From the first line to the last, give the data again exactly.

Data listing:

┌──

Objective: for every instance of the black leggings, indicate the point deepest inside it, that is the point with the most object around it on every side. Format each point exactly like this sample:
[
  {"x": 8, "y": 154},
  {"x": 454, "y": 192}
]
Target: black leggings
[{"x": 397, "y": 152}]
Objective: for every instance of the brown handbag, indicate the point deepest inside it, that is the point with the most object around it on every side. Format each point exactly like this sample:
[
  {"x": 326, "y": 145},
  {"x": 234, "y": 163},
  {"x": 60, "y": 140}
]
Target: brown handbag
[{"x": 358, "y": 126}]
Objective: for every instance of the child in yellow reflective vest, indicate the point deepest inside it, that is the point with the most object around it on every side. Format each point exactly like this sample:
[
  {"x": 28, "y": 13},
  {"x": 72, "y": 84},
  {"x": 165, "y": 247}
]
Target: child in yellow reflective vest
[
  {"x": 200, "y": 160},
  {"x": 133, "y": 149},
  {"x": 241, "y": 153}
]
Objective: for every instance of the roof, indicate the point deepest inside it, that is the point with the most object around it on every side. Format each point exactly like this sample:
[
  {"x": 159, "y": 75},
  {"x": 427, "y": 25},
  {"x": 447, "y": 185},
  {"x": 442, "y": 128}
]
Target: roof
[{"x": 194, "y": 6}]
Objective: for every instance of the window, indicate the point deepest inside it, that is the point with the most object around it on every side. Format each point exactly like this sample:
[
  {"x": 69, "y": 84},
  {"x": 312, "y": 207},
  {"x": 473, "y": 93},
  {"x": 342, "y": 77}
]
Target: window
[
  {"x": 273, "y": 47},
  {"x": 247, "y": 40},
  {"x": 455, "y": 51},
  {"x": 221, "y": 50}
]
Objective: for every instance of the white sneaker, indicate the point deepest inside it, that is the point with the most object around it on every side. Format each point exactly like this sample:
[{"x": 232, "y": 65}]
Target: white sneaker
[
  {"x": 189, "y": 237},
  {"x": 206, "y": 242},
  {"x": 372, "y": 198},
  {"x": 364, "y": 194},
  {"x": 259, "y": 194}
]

└──

Answer to this task:
Objective: for every instance of the black leggings, indicate the point deepest inside it, that is the point with the most object around it on every side. Format each point exactly like this sample:
[
  {"x": 8, "y": 154},
  {"x": 454, "y": 192}
]
Target: black leggings
[{"x": 397, "y": 152}]
Objective: for every instance of the brown handbag, indicate the point deepest inside it, that is the point with the most object around it on every side. Format each point exactly like this sample:
[
  {"x": 326, "y": 145},
  {"x": 234, "y": 163},
  {"x": 60, "y": 140}
]
Target: brown handbag
[{"x": 358, "y": 126}]
Objective: for every instance of the child in yellow reflective vest, indicate the point deepest inside it, that is the point with the most object around it on every side. Format each point exactly like this sample:
[
  {"x": 28, "y": 13},
  {"x": 72, "y": 84},
  {"x": 165, "y": 247}
]
Target: child in yellow reflective vest
[
  {"x": 200, "y": 160},
  {"x": 133, "y": 149},
  {"x": 241, "y": 153}
]
Objective: for every instance of the roof, indicate the point deepest inside it, that is the point with the most object around it on every side. Format each point exactly like this sample:
[
  {"x": 159, "y": 75},
  {"x": 427, "y": 25},
  {"x": 447, "y": 185},
  {"x": 442, "y": 128}
]
Target: roof
[{"x": 194, "y": 6}]
Objective: for every instance of the window, indicate the point deepest inside it, that is the point with the most object around it on every side. Format each point exactly like this sample:
[
  {"x": 69, "y": 84},
  {"x": 312, "y": 207},
  {"x": 473, "y": 93},
  {"x": 342, "y": 77}
]
Target: window
[
  {"x": 273, "y": 47},
  {"x": 247, "y": 40},
  {"x": 455, "y": 51},
  {"x": 221, "y": 50}
]
Objective: for every instance of the white sneaker, indicate the point deepest inside it, that is the point with the most object around it on every side. Format each point exactly like this sample:
[{"x": 232, "y": 65}]
Target: white sneaker
[
  {"x": 189, "y": 237},
  {"x": 206, "y": 242},
  {"x": 372, "y": 198},
  {"x": 364, "y": 194},
  {"x": 259, "y": 194}
]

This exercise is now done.